> _What to do_
1. From the article on a simple test for fake drugs, list every substance it says counterfeit drugs have been found to contain.
2. In the article on a simple test for fake drugs, rewrite the paragraph beginning "Lieberman was right." as a short bulleted list that keeps its main facts.
3. Carry on the article on a simple test for fake drugs from its last sentence, in the same style.

------ Extract provided ------

A Simple Test for Fake Drugs

Topics: Human Health
Featuring the work of:
1989 Hertz Fellow
Professor of Chemistry and Biochemistry, University of Notre Dame

Hertz Fellow Marya Lieberman opened the capsule handed to her by a colleague who had purchased the antibiotic at a market in Haiti.

“I was curious. These were drugs that should be kept cold. I opened up one of the capsules, and it was rotten. You could just smell it,” Lieberman said. “I started thinking, bad-quality drugs must be a problem in a lot of places, not just Haiti.”

Lieberman was right. The World Health Organization (WHO) estimates that one in 10 medical products in low- and middle-income countries are substandard or falsified. Sometimes the poor quality is due to improper transportation or storage. Other times, the drugs are fake. Found in clinics and hospitals as well as through websites and on the street, counterfeit drugs have been found to contain everything from talcum powder and chalk to paint and printer ink.

An estimated 250,000 children alone dying every year from compromised and fake medications, according to a recent study.

A Low-Cost Solution

Contemplating how to solve the problem, Lieberman was inspired by a 1980s lab book produced by WHO to guide people through doing basic chemical color tests in a simple facility. She’d also been working with a colleague from nearby St. Mary’s College on paper lithography.

Together, they developed the Paper Analytical Device (PAD), a “lab on paper” about the size of a playing card. The PAD puts the power to find fake drugs into the hands of frontline medical professionals, and at a fraction of the cost of standard lab testing.

To date, Lieberman and her team have distributed more than 30,000 cards in countries such as Ethiopia and Kenya. “The problem seems to be the worst in countries where the people can least afford to be ill,” Lieberman said.

------ Dataset excerpts ------

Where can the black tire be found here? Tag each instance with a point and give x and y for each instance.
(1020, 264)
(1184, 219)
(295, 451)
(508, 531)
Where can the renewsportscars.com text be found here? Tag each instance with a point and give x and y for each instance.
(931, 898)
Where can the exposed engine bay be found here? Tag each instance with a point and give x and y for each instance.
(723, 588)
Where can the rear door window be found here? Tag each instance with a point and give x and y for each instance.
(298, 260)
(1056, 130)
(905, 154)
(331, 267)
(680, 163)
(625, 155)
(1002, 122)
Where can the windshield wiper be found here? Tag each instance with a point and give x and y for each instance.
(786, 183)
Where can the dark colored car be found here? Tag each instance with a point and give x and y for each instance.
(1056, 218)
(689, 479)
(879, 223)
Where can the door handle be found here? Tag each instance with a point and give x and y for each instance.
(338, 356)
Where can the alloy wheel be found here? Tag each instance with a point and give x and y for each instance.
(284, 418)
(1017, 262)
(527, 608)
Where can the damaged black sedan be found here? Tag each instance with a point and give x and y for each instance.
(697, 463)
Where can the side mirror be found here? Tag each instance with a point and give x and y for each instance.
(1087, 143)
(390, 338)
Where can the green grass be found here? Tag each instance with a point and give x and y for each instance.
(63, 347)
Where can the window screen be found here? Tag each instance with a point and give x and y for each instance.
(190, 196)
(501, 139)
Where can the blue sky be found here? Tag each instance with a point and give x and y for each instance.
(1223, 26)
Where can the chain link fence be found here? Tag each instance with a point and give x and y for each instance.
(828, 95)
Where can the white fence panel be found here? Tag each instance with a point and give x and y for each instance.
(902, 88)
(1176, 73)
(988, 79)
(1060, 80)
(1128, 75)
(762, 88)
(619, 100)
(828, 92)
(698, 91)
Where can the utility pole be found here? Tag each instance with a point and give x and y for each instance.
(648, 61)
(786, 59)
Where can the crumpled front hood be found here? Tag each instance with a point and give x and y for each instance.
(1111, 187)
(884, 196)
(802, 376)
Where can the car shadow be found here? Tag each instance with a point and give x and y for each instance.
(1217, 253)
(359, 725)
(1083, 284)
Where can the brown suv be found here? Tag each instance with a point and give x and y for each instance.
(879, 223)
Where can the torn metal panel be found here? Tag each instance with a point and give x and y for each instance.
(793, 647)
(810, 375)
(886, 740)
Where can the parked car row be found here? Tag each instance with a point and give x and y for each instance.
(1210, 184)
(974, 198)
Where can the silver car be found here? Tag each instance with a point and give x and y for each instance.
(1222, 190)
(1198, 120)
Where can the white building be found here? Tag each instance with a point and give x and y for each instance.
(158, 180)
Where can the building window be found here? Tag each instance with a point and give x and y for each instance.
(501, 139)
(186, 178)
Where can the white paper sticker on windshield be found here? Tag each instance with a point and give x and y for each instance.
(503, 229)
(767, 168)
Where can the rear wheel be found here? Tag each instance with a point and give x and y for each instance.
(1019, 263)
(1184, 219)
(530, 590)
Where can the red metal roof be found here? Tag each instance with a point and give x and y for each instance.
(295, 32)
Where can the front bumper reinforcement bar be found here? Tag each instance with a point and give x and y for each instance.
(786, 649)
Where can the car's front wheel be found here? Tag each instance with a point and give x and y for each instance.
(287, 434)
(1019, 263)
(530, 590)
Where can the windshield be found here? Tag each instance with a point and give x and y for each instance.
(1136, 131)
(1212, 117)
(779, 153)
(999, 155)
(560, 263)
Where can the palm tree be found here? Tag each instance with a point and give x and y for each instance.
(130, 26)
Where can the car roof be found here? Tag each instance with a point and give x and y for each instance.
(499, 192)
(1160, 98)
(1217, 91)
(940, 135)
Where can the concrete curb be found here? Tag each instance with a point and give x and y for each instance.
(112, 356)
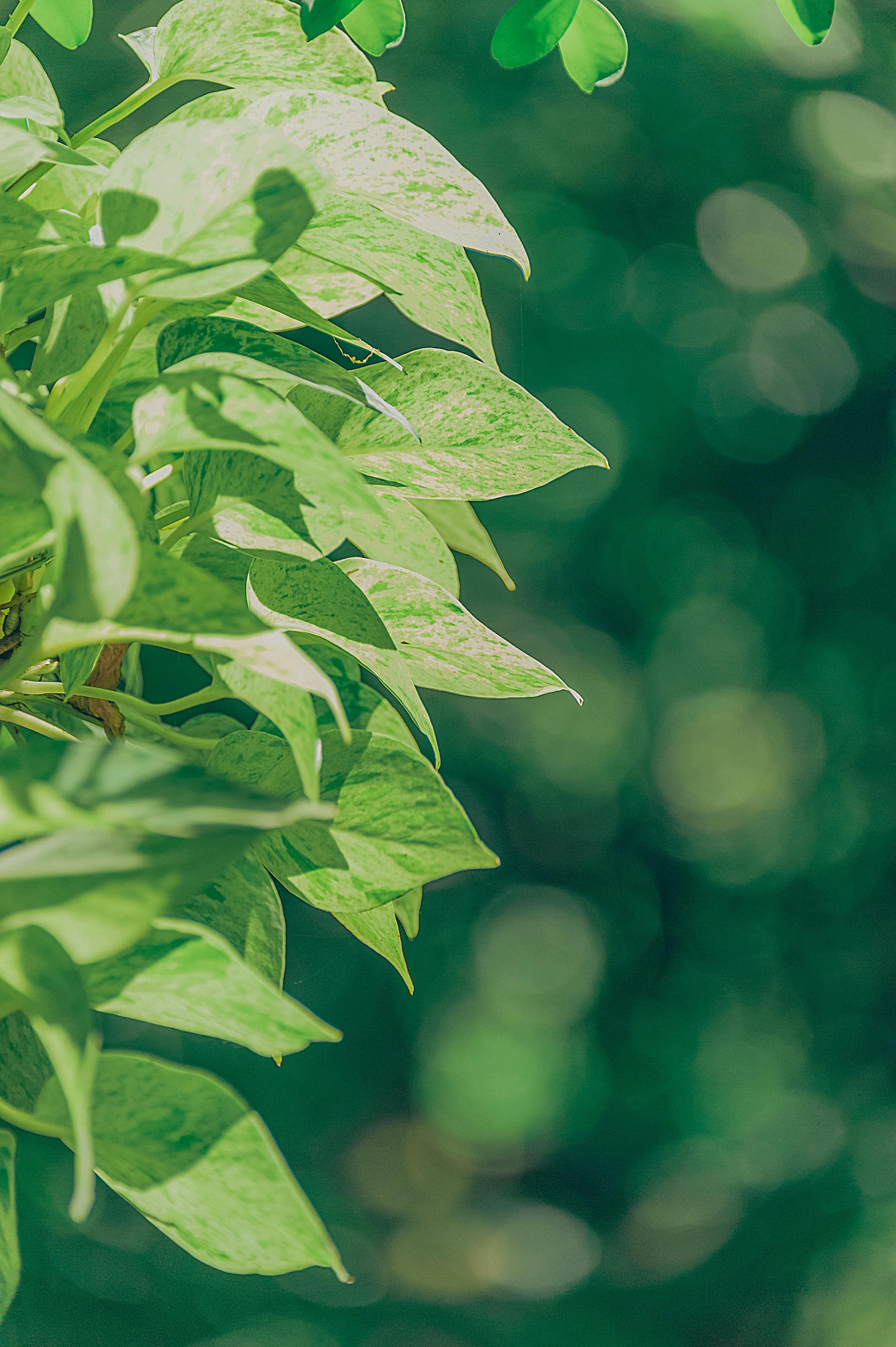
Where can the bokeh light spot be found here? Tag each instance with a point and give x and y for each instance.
(538, 958)
(750, 241)
(800, 361)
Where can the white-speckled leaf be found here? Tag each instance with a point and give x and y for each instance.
(244, 907)
(199, 409)
(397, 824)
(192, 1156)
(186, 976)
(258, 44)
(252, 504)
(23, 76)
(483, 434)
(429, 279)
(445, 646)
(217, 198)
(313, 598)
(461, 529)
(378, 929)
(405, 538)
(368, 151)
(289, 708)
(185, 608)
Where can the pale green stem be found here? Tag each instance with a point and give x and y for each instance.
(85, 1183)
(170, 735)
(189, 526)
(18, 17)
(135, 704)
(80, 399)
(22, 687)
(33, 723)
(21, 1118)
(123, 444)
(68, 388)
(126, 108)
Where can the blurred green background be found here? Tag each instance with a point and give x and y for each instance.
(644, 1093)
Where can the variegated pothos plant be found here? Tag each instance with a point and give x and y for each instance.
(174, 472)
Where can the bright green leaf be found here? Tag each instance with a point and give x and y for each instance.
(376, 25)
(100, 787)
(408, 910)
(22, 76)
(224, 200)
(96, 542)
(244, 907)
(258, 44)
(190, 337)
(71, 333)
(319, 17)
(44, 982)
(68, 22)
(19, 228)
(405, 538)
(189, 1154)
(10, 1259)
(368, 712)
(397, 824)
(252, 504)
(270, 291)
(483, 434)
(25, 107)
(444, 646)
(313, 598)
(45, 275)
(77, 666)
(595, 48)
(186, 976)
(71, 186)
(460, 526)
(19, 151)
(379, 931)
(810, 19)
(428, 278)
(26, 530)
(202, 410)
(290, 709)
(389, 162)
(530, 30)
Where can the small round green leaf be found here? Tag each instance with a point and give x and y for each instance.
(319, 17)
(530, 30)
(376, 25)
(595, 49)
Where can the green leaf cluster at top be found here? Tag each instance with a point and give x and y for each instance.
(177, 472)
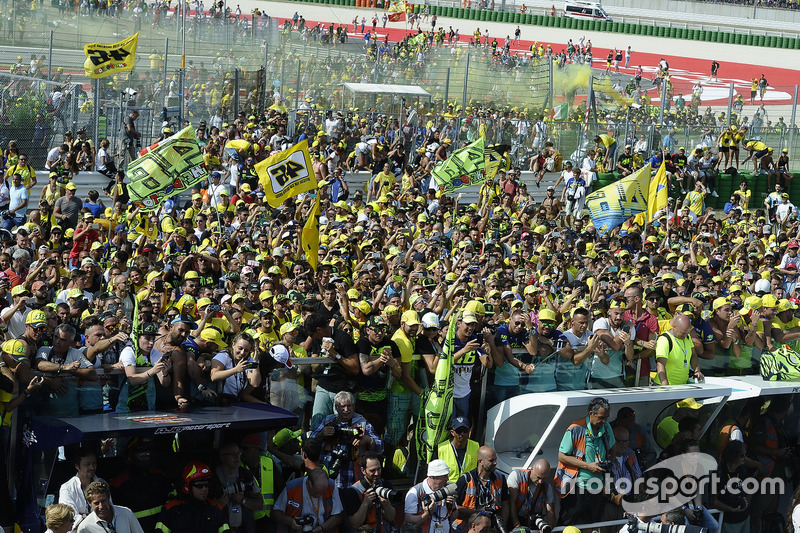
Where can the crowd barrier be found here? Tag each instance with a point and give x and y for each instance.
(530, 19)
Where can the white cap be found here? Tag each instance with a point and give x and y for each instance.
(280, 354)
(430, 320)
(438, 467)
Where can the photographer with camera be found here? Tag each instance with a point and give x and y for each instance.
(346, 435)
(236, 489)
(482, 489)
(731, 499)
(431, 503)
(368, 502)
(533, 497)
(18, 204)
(194, 512)
(582, 461)
(625, 470)
(309, 504)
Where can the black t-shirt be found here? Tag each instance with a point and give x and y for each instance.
(328, 313)
(351, 500)
(484, 497)
(334, 378)
(377, 381)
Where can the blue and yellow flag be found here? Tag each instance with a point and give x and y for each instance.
(287, 174)
(310, 236)
(466, 166)
(436, 405)
(106, 59)
(613, 204)
(165, 169)
(657, 196)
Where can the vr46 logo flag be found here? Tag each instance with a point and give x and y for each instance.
(287, 174)
(170, 167)
(106, 59)
(466, 166)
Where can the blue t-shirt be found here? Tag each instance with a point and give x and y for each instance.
(508, 375)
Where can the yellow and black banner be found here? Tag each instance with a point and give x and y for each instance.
(287, 174)
(106, 59)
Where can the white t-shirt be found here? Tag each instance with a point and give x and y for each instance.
(439, 521)
(124, 522)
(236, 383)
(18, 195)
(72, 355)
(128, 358)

------

> _Response list_
1.
- Talcum powder
- Chalk
- Paint
- Printer ink

2.
- The WHO estimates that one in 10 medical products in low- and middle-income countries are substandard or falsified.
- Poor quality sometimes comes from improper transportation or storage. Other times the drugs are fake.
- Counterfeit drugs turn up in clinics, hospitals, websites and on the street.
- They have been found to contain talcum powder, chalk, paint and printer ink.

3.
In the United States, medications are subject to rigorous testing through the Food and Drug Administration. But developing countries often lack the infrastructure and funding to monitor the pharmaceutical industry. As a result, even drugs that are packaged and look legitimate may not be.

“Like these,” Lieberman said, holding up a sealed blister pack. “We got these in Kenya. Half the active ingredients have been replaced with talcum powder.”

The test to determine authenticity of a drug is simple: Wiping a medication over 12 lanes of reagents and dipping the card in water produces a color “bar code.” The colors reveal whether the drug is legitimate or if the contents have been altered. The user can read the bar code by comparing it to the bar code from a known good sample, or take a cell phone picture and use an image analysis program.

Faster Test Results

By trying 100 pharmaceuticals on the PAD, Lieberman found that 60 could be identified. She is trying to raise that number by obtaining authentic samples of all of the 343 pharmaceuticals WHO recommends as essential for a functioning medical system. She is also focused on decreasing the turnaround time for test results.

“I’ve come to realize that the time it takes to identify bad-quality products is too long,” she said. “For example, in Kenya, we’re finding that a lot of small shops are turning over their stock of basic antibiotics on a monthly basis. That means you have to find the bad-quality products and get the word out to people within a week or two of the introduction to the new product. Nobody can do that right now.”

Lieberman is working with programmers at Notre Dame to train a neural network that can automate the evaluation process. The neural network will be incorporated into a mobile phone app that can provide instantaneous results as well as collect valuable data—data that can lead local governments to the source of the drugs that are preventing their citizens from getting well.